> [Task brief] Copy the lines verbatim, beginning with the line that contains "Where can the ou" and continuing through the end of the data, and only those lines.

> [Working data]
═══

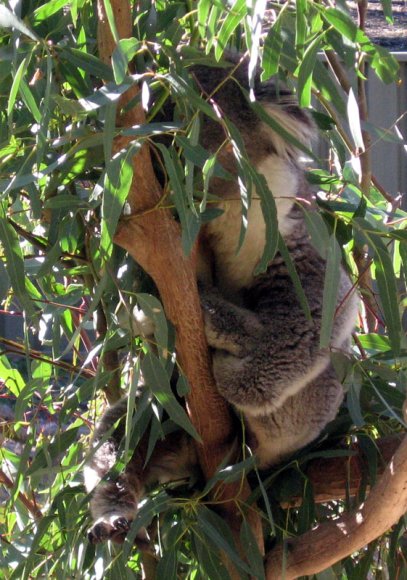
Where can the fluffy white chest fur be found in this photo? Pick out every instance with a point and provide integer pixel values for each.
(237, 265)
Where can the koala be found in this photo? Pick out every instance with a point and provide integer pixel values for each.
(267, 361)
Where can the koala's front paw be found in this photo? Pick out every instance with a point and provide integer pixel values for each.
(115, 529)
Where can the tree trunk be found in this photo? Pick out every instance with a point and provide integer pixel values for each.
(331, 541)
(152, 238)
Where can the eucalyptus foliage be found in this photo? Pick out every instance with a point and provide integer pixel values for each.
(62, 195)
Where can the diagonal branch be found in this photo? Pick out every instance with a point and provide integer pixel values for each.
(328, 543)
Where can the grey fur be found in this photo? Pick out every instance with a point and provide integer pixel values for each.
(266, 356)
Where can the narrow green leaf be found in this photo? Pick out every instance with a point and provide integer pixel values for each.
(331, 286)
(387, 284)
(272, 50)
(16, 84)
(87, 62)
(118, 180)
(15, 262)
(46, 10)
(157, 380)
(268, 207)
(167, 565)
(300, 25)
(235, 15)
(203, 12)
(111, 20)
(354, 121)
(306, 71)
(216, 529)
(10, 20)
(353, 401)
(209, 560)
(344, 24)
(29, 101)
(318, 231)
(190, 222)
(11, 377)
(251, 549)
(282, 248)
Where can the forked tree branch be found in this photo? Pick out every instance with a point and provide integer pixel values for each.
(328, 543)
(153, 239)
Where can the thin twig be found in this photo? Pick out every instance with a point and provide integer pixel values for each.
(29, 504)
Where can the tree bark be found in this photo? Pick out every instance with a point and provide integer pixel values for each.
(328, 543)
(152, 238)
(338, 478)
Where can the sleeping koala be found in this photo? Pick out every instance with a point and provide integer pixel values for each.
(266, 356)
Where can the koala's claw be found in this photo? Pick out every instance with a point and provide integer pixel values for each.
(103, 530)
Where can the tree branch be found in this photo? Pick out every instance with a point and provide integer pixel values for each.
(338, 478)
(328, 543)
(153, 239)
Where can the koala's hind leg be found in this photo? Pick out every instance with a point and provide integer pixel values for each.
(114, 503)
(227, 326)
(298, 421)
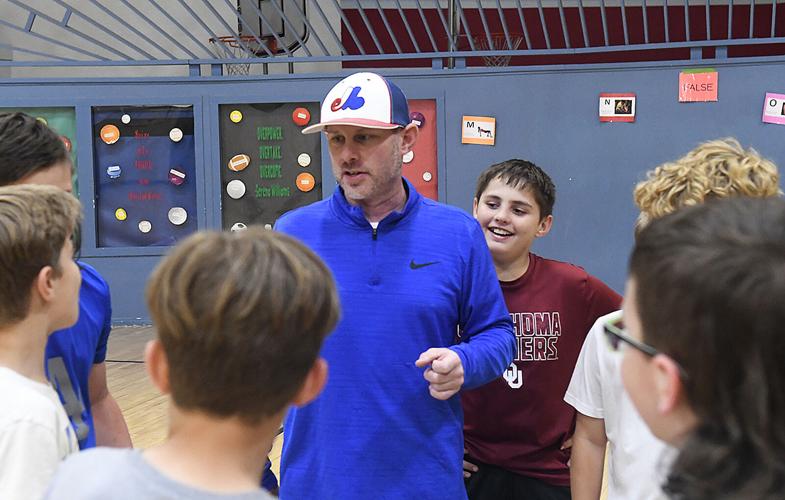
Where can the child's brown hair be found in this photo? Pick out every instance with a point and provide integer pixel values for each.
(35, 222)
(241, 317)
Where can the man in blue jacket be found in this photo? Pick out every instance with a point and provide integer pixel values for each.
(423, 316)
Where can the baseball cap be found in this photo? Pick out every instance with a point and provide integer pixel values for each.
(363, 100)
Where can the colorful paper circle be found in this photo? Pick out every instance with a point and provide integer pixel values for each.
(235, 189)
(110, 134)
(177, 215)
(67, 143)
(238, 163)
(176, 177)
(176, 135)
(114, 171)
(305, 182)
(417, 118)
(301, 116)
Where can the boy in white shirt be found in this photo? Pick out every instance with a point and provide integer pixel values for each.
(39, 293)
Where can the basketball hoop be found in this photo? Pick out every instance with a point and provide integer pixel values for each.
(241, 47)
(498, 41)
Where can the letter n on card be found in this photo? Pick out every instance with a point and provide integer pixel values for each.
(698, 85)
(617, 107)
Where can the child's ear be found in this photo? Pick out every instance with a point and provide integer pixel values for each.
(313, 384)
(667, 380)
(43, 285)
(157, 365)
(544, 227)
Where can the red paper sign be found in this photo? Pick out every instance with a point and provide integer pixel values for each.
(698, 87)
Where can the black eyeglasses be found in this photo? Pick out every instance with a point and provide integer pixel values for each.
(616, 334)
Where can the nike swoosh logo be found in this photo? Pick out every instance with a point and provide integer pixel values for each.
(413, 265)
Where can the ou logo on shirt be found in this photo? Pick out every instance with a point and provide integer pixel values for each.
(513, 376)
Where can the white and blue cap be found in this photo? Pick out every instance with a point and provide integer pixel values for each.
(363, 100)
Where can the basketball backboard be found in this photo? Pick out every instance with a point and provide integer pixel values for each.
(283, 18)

═══

> [Your response]
Where can the ou logo on shirt be found in this photo? Pick out every instance with a point and provide integer pixel values for each.
(513, 376)
Where can the white and blue cap be found in this photo? Pick out every instance with a point and provide integer pixel values for each.
(363, 100)
Where can the basketball backboard be found in this photo? Pick out every instance with a point and provide integer pixel values for each.
(283, 18)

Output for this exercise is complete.